• **How to complete this task**
Please write each entry out again exactly as shown.

[Records from a data collection]
= = = = = = =

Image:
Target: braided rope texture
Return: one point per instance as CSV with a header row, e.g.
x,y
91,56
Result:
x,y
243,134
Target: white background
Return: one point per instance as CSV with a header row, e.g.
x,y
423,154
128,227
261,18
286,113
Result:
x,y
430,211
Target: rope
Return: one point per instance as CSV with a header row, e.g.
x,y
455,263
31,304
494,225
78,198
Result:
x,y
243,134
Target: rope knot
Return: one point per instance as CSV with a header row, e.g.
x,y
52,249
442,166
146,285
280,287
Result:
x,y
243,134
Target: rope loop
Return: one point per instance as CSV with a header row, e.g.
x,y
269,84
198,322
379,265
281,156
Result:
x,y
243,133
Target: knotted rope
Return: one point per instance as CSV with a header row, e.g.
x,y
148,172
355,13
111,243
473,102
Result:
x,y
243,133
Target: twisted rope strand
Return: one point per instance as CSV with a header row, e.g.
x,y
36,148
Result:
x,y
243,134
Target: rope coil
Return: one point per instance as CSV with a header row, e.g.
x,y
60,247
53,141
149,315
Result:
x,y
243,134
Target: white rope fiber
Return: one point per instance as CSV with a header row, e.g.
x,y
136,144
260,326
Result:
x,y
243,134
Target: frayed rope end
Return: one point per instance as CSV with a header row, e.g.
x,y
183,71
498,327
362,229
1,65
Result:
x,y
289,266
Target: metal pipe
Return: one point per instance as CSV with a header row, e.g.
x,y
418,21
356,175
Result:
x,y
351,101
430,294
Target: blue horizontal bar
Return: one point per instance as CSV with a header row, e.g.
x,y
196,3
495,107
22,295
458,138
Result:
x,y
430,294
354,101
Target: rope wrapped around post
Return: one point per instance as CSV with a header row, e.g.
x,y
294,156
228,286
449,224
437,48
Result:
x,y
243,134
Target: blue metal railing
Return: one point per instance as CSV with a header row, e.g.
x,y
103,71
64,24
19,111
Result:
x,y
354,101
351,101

= = = = = = =

• **Answer section**
Image:
Target: braided rope texture
Return: one point per instance as CSV with a header row, e.g.
x,y
91,56
Result:
x,y
243,134
Target: white background
Return: one point per instance as CSV with a header row, e.g.
x,y
423,154
128,227
261,18
286,113
Result:
x,y
430,211
Target: rope
Return: one point per instance as CSV with a header row, e.g.
x,y
455,263
31,304
494,225
78,198
Result:
x,y
243,134
Target: rope knot
Return: one point per instance as CSV with a header row, e.g.
x,y
52,249
442,166
146,285
280,287
Result:
x,y
243,134
Target: rope loop
Return: one point per instance as CSV with a header row, e.g.
x,y
269,84
198,322
379,265
281,156
Result:
x,y
243,133
Target: knotted rope
Return: one point per instance as CSV with a header row, e.g.
x,y
148,172
355,13
111,243
473,102
Result:
x,y
243,133
Target: twisted rope strand
Return: one point per instance as CSV with a header row, e.g.
x,y
36,148
Result:
x,y
243,134
Target: rope coil
Return: one point per instance as CSV with a header row, e.g.
x,y
60,247
53,141
149,315
Result:
x,y
243,134
Target: white rope fiber
Return: one point per instance as CSV with a header row, e.g.
x,y
136,144
260,326
Result:
x,y
243,134
Target: frayed rope end
Return: one point per instance as CSV with a header row, e.g.
x,y
183,71
498,327
362,229
1,65
Result:
x,y
289,266
Target: metal pipe
Return: one point per instance as CSV with a header row, e.g.
x,y
418,21
356,175
Result:
x,y
351,101
430,294
Target: blue horizontal bar
Return: one point per instance as CSV with a header row, e.g.
x,y
196,3
495,107
22,295
458,138
Result:
x,y
430,294
354,101
Target: rope wrapped around post
Return: one point per instance as CSV with a header row, e.g.
x,y
294,156
228,286
449,224
437,48
Result:
x,y
243,134
Target: blue metal railing
Return: one point per instance as CSV with a header row, e.g.
x,y
103,71
64,24
19,111
Result:
x,y
354,101
351,101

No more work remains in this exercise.